| Verilen metin |
Türkiye ile Yunanistan arasında bir askerî kriz çıkması halinde Kıbrıs’ın da kaçınılmaz olarak hareketleneceğine ancak buradaki olguların Yunanistan’dakilere göre çok daha karmaşık olduğuna dikkat çekilen haberde “zayıf halka” değerlendirmesinin doğruluğunu göstermek adına şu sebepler sunuldu:
“-Yeşil Hat, yani ateşkes hattı boyunca bir stand off, bir Yunanistan-Türkiye krizinin düşüş aşamasında dekonfrantasyonun (safların karşılıklı geri çekilmesi) yönetim şekli operasyonel açıdan farklıdır. Örneğin Yeşil Hat’tın aksine Meriç, 2020’nin tekrarlanması senaryosunda iki devlet arasında sınır kalıyor.

| Verilen bilgiler |
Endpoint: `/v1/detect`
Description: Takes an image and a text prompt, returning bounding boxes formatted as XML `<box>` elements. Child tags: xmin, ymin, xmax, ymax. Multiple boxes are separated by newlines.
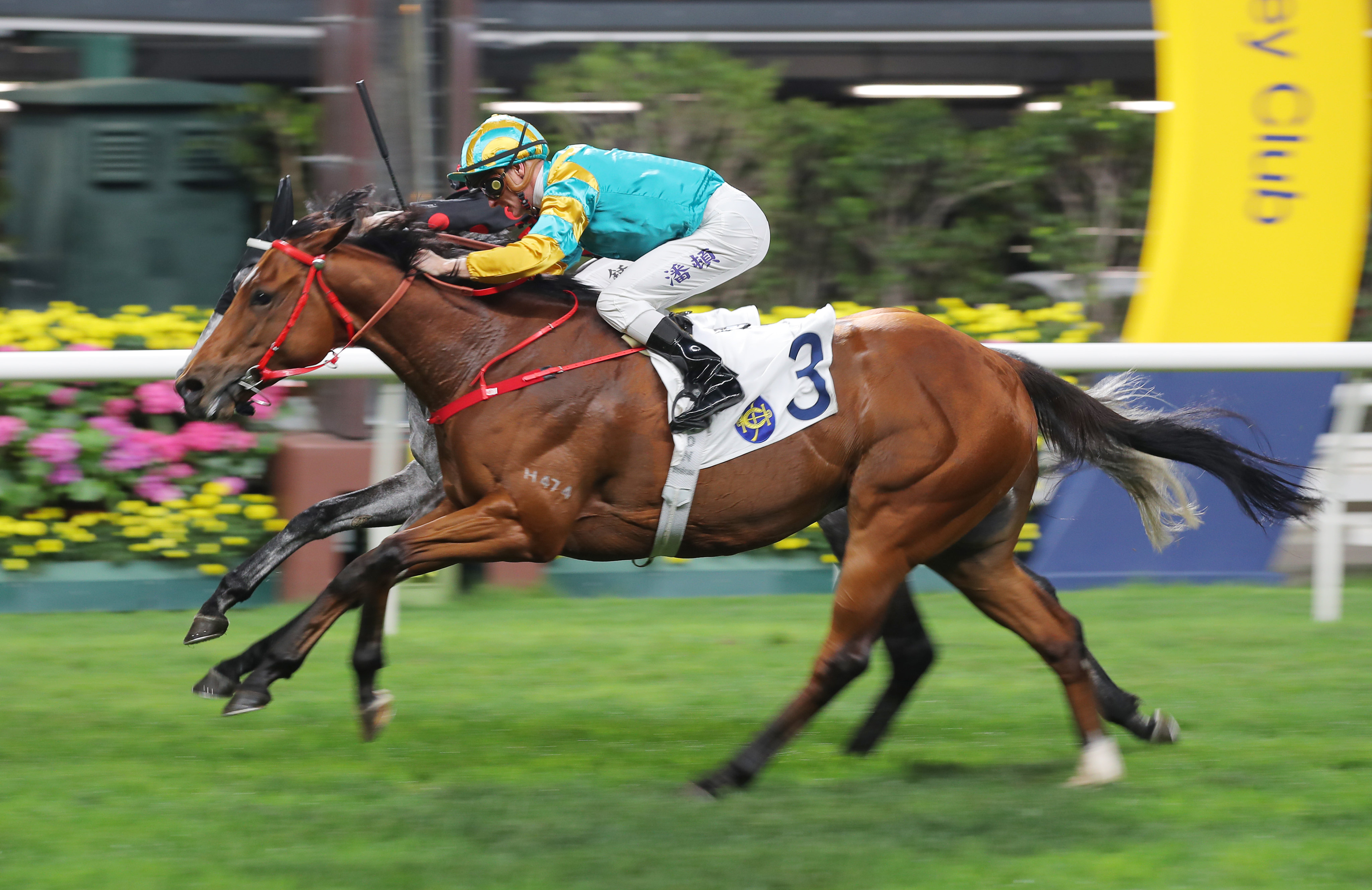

| Görev ayrıntıları |
Kıbrıs ve Türkiye-Yunanistan krizi üzerine olan metinde "Türkiye ile Yunanistan" sözcükleriyle başlayıp "arasında sınır kalıyor." sözcüklerine kadar, bunlar da dahil, süren bölümü kelimesi kelimesine aktarın.

| Alıştırmanın çözümü |
Türkiye ile Yunanistan arasında bir askerî kriz çıkması halinde Kıbrıs’ın da kaçınılmaz olarak hareketleneceğine ancak buradaki olguların Yunanistan’dakilere göre çok daha karmaşık olduğuna dikkat çekilen haberde “zayıf halka” değerlendirmesinin doğruluğunu göstermek adına şu sebepler sunuldu:
“-Yeşil Hat, yani ateşkes hattı boyunca bir stand off, bir Yunanistan-Türkiye krizinin düşüş aşamasında dekonfrantasyonun (safların karşılıklı geri çekilmesi) yönetim şekli operasyonel açıdan farklıdır. Örneğin Yeşil Hat’tın aksine Meriç, 2020’nin tekrarlanması senaryosunda iki devlet arasında sınır kalıyor.